* **DATA TO PROCESS**

[start]

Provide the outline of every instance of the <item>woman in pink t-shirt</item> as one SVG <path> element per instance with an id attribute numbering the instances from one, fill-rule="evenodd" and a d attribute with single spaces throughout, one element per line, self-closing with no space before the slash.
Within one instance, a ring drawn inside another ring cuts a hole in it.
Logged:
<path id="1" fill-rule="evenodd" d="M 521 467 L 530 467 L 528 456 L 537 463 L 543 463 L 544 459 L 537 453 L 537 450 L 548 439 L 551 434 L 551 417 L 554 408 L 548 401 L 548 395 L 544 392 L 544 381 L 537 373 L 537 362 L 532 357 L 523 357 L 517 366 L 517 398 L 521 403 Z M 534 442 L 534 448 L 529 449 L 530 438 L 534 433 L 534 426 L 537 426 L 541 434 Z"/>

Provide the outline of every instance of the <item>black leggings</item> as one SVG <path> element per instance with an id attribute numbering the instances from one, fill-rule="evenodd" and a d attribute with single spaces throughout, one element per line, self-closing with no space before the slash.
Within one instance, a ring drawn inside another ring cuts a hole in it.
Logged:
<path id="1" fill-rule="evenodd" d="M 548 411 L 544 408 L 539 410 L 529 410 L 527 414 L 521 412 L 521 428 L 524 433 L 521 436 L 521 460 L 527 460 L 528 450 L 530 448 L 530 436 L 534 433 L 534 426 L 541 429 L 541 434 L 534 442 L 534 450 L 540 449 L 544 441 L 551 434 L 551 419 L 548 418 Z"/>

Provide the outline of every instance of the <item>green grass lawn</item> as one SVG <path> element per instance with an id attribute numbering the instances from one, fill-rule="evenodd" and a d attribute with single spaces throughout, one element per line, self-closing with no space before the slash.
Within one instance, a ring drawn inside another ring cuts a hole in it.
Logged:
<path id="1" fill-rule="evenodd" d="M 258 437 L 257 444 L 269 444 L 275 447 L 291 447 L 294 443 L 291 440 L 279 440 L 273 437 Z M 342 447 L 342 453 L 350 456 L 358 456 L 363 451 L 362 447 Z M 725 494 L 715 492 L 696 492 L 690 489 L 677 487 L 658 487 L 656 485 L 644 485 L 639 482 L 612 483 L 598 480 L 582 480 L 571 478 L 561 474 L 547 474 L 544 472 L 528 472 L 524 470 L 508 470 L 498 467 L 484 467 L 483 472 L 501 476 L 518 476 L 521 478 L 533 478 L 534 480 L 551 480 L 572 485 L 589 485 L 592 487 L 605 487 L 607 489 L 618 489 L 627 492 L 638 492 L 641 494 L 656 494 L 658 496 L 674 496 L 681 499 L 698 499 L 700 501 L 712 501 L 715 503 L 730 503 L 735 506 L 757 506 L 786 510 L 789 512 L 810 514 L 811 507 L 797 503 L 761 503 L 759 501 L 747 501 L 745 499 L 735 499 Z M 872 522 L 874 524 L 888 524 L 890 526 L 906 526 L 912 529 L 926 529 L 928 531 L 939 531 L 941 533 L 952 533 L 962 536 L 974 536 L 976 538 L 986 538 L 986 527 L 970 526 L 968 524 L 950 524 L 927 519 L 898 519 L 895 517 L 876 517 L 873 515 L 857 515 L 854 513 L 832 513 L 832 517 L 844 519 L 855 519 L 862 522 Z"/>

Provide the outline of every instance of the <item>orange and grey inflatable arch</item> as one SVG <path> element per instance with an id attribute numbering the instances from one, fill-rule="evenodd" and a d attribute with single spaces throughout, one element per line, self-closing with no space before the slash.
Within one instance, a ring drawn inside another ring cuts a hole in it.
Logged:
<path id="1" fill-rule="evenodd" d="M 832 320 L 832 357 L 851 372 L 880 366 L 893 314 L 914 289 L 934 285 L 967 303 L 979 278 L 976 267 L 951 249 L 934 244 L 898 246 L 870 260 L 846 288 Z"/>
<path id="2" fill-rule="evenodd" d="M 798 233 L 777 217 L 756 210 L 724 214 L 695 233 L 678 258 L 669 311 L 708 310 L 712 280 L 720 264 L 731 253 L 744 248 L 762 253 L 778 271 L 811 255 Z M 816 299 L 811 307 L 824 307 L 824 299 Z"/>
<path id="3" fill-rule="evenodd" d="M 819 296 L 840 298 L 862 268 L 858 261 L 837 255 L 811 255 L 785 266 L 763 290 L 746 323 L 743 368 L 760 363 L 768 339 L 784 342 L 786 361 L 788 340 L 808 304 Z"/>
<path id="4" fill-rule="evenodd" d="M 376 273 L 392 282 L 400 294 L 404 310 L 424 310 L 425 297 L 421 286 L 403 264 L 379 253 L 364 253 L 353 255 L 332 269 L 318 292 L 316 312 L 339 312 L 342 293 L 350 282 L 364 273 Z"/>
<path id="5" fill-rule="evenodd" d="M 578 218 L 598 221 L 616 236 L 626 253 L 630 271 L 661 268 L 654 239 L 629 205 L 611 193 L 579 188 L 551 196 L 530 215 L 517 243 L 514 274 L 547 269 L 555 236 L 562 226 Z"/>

[end]

* **AIM OF THE EXERCISE**
Would you copy the material above word for word, starting with the line that contains "Provide the outline of every instance of the <item>green" and going on through the line that contains "258 437 L 257", with both of those lines included?

* **SOLUTION TO THE EXERCISE**
Provide the outline of every instance of the <item>green grass lawn</item> as one SVG <path> element per instance with an id attribute numbering the instances from one, fill-rule="evenodd" and a d attribute with single spaces throughout, one element per line, self-closing with no space before the slash.
Within one instance, a ring drawn inside another ring cuts a hole in it.
Logged:
<path id="1" fill-rule="evenodd" d="M 258 437 L 257 444 L 269 444 L 275 447 L 291 447 L 294 443 L 291 440 L 279 440 L 273 437 Z M 342 447 L 342 453 L 350 456 L 358 456 L 363 451 L 362 447 Z M 725 494 L 715 492 L 696 492 L 690 489 L 677 487 L 658 487 L 656 485 L 644 485 L 639 482 L 612 483 L 598 480 L 582 480 L 571 478 L 561 474 L 547 474 L 544 472 L 528 472 L 524 470 L 508 470 L 498 467 L 484 467 L 483 472 L 501 476 L 518 476 L 521 478 L 533 478 L 534 480 L 551 480 L 572 485 L 589 485 L 592 487 L 605 487 L 607 489 L 618 489 L 627 492 L 638 492 L 641 494 L 656 494 L 658 496 L 674 496 L 681 499 L 698 499 L 700 501 L 712 501 L 715 503 L 730 503 L 735 506 L 757 506 L 786 510 L 789 512 L 810 514 L 811 507 L 797 503 L 761 503 L 759 501 L 747 501 L 745 499 L 735 499 Z M 872 522 L 874 524 L 888 524 L 890 526 L 906 526 L 912 529 L 926 529 L 928 531 L 939 531 L 941 533 L 952 533 L 962 536 L 974 536 L 976 538 L 986 538 L 986 527 L 970 526 L 968 524 L 950 524 L 927 519 L 898 519 L 895 517 L 876 517 L 873 515 L 857 515 L 854 513 L 832 513 L 832 517 L 844 519 L 855 519 L 862 522 Z"/>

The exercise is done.